Listed entries —

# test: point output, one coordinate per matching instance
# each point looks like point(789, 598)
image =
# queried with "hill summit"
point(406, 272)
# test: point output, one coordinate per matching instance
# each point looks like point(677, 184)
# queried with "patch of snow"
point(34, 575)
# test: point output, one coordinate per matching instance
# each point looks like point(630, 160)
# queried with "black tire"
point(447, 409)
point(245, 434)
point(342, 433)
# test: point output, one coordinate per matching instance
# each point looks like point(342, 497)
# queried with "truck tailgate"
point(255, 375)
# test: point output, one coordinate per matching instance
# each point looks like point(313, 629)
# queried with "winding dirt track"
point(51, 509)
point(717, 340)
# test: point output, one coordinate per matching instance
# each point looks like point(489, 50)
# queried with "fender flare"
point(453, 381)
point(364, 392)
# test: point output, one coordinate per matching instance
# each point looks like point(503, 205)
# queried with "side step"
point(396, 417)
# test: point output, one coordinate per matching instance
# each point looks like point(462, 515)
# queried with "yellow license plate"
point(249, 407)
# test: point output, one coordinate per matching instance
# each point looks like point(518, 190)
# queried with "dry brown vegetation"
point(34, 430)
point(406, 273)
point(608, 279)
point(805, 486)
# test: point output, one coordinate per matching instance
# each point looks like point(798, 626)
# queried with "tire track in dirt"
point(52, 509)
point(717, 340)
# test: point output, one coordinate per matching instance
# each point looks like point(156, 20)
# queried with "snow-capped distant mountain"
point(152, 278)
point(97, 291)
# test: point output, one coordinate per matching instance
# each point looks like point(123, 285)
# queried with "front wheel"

---

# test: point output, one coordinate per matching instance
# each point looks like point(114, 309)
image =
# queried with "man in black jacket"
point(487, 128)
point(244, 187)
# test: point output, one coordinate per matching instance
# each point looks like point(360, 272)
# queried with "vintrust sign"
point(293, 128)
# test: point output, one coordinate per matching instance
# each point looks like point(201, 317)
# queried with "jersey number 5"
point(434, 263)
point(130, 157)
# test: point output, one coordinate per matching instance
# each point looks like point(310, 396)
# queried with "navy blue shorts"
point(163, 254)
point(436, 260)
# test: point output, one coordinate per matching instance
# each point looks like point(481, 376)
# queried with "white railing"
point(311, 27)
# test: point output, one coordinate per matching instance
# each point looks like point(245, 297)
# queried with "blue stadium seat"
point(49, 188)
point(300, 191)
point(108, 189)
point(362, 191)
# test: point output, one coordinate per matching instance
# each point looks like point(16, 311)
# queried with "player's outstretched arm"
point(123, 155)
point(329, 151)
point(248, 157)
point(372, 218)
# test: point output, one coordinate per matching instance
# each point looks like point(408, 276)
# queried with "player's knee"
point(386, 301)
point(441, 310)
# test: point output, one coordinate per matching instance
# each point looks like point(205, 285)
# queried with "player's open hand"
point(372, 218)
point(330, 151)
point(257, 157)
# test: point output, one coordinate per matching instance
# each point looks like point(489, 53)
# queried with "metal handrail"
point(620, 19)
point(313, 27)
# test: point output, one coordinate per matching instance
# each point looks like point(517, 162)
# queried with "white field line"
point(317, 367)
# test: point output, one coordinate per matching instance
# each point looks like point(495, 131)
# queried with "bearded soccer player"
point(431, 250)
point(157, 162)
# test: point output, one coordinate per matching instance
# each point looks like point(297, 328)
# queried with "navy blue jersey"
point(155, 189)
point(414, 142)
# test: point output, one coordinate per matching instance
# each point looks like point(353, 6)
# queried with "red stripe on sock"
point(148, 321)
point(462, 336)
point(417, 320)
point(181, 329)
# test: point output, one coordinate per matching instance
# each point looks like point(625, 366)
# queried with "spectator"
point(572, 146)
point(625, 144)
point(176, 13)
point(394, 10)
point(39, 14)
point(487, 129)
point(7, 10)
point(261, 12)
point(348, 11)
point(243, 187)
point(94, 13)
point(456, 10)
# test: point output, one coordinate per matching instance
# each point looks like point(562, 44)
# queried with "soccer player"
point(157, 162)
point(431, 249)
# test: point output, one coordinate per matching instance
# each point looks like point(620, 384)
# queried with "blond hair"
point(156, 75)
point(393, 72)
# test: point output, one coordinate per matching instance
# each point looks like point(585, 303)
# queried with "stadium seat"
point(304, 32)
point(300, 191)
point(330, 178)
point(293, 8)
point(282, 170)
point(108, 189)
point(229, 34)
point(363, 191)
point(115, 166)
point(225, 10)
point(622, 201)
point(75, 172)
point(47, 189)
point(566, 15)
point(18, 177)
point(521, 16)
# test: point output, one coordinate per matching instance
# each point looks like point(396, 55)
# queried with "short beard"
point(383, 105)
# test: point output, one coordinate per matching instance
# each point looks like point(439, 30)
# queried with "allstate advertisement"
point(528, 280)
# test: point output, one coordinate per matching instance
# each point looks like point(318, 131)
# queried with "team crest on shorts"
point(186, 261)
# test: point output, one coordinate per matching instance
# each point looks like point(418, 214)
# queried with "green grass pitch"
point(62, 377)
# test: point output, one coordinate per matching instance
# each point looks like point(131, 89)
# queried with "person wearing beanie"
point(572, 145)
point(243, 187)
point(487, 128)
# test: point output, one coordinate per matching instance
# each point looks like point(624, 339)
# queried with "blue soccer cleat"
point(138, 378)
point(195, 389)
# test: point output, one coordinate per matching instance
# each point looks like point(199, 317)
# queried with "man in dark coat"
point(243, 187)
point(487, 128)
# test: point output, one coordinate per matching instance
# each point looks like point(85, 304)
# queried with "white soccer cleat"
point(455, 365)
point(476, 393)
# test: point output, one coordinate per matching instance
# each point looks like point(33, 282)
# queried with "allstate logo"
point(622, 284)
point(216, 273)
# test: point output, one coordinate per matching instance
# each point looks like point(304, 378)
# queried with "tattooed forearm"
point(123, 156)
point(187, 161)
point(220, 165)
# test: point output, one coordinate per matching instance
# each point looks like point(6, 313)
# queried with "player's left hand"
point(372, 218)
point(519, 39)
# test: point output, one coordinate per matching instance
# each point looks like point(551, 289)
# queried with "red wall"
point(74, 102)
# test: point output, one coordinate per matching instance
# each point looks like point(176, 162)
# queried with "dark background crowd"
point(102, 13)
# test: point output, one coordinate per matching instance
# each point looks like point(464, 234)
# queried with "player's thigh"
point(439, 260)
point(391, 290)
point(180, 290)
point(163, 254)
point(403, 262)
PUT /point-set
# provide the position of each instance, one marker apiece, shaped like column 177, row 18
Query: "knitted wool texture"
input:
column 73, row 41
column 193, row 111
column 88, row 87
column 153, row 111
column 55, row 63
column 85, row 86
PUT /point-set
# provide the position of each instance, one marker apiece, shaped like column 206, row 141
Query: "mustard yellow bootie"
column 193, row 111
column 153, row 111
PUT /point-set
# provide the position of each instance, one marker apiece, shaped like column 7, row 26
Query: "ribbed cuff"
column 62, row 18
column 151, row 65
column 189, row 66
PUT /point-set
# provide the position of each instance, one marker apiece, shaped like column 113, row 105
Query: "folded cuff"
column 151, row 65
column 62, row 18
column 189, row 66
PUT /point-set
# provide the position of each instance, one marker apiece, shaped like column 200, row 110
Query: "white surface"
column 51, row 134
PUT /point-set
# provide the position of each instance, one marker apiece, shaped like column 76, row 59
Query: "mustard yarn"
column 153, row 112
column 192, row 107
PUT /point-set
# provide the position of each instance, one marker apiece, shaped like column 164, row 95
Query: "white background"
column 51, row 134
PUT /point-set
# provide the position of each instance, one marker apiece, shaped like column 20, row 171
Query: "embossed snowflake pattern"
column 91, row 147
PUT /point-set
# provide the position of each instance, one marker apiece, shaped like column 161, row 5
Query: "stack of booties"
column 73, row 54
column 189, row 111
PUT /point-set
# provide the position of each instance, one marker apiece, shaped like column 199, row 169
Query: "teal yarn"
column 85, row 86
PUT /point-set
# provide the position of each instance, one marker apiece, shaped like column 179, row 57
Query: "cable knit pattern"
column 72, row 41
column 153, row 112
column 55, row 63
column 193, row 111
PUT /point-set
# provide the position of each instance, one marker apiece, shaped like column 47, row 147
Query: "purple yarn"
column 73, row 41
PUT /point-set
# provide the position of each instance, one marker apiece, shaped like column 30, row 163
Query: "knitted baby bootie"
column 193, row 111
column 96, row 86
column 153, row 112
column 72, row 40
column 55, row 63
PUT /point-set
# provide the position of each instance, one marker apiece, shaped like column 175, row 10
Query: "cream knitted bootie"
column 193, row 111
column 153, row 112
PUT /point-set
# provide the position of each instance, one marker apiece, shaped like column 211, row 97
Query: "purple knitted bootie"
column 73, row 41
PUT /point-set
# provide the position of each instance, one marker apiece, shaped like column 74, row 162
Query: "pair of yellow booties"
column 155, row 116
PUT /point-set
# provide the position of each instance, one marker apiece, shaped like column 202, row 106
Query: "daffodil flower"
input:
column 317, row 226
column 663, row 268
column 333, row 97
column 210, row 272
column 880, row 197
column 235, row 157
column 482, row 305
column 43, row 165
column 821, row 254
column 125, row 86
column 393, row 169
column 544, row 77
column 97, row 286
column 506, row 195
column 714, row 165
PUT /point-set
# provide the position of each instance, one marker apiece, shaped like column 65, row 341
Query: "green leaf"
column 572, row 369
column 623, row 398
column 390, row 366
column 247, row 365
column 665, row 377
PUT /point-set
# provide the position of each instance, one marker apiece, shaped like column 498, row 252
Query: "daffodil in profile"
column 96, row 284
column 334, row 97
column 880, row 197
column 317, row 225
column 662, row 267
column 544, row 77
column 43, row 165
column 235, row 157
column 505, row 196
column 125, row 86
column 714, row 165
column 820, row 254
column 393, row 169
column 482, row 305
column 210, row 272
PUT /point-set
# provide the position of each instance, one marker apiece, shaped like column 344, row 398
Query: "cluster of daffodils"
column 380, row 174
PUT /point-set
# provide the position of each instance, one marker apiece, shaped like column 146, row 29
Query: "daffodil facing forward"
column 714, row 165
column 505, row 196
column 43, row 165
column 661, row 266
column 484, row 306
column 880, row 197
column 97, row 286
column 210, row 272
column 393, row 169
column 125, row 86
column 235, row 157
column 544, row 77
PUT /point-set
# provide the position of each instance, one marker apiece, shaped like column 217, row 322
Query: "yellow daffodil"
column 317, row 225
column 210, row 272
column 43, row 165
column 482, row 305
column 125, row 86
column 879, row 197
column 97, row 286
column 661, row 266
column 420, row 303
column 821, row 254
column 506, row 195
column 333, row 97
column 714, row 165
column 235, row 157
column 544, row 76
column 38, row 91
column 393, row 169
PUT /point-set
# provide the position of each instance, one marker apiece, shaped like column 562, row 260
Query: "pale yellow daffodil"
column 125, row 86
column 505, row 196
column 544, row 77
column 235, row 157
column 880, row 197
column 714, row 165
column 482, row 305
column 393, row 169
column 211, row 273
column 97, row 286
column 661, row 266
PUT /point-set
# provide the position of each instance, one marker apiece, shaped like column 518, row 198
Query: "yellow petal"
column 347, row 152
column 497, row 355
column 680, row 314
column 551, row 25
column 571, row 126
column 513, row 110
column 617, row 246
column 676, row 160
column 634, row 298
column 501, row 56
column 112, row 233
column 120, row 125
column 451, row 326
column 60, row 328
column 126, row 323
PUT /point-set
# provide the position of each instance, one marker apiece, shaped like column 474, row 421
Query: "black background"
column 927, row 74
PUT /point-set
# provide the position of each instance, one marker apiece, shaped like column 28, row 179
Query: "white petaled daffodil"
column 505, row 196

Exercise objective — Reproduce, character for character, only the lines of the preceding data that start at the line with "# each point looks like point(310, 396)" and end at the line with "# each point looks like point(562, 44)", both included.

Completed exercise —
# each point looks like point(310, 396)
# queried with "navy blue shorts"
point(163, 254)
point(436, 260)
# test: point output, one coordinate per matching instance
# each point looks like point(481, 376)
# queried with "white railing"
point(311, 27)
# test: point output, one coordinate per matching instance
# each point looks like point(245, 297)
# queried with "blue stadium seat"
point(49, 188)
point(300, 191)
point(108, 189)
point(362, 191)
# test: point output, one coordinate per matching instance
# each point looks like point(16, 311)
# queried with "player's outstretched arm"
point(123, 155)
point(329, 151)
point(248, 157)
point(372, 218)
# test: point output, one coordinate per matching instance
# each point looks like point(408, 276)
# queried with "player's knee"
point(386, 301)
point(441, 310)
# test: point output, one coordinate per matching instance
# each point looks like point(205, 285)
# queried with "player's open hand"
point(372, 218)
point(330, 151)
point(257, 157)
# test: point output, one coordinate per matching instance
# each point looks like point(489, 53)
# queried with "metal handrail"
point(620, 19)
point(313, 27)
# test: point output, one coordinate per matching instance
# each point looks like point(517, 162)
# queried with "white field line"
point(317, 367)
# test: point output, one coordinate per matching instance
# each point looks like point(495, 131)
# queried with "bearded soccer player"
point(431, 250)
point(157, 162)
# test: point output, one coordinate per matching instance
# each point looks like point(297, 328)
# queried with "navy blue jersey"
point(155, 189)
point(414, 142)
# test: point output, one coordinate per matching instance
# each point looks like point(353, 6)
# queried with "red stripe on sock"
point(148, 321)
point(462, 336)
point(417, 320)
point(181, 329)
# test: point output, one coordinate per matching instance
# each point looks like point(625, 366)
# queried with "spectator"
point(572, 146)
point(625, 144)
point(176, 13)
point(394, 10)
point(39, 14)
point(487, 129)
point(7, 10)
point(261, 12)
point(348, 11)
point(243, 187)
point(94, 13)
point(456, 10)
# test: point output, one coordinate per matching instance
# each point looks like point(562, 44)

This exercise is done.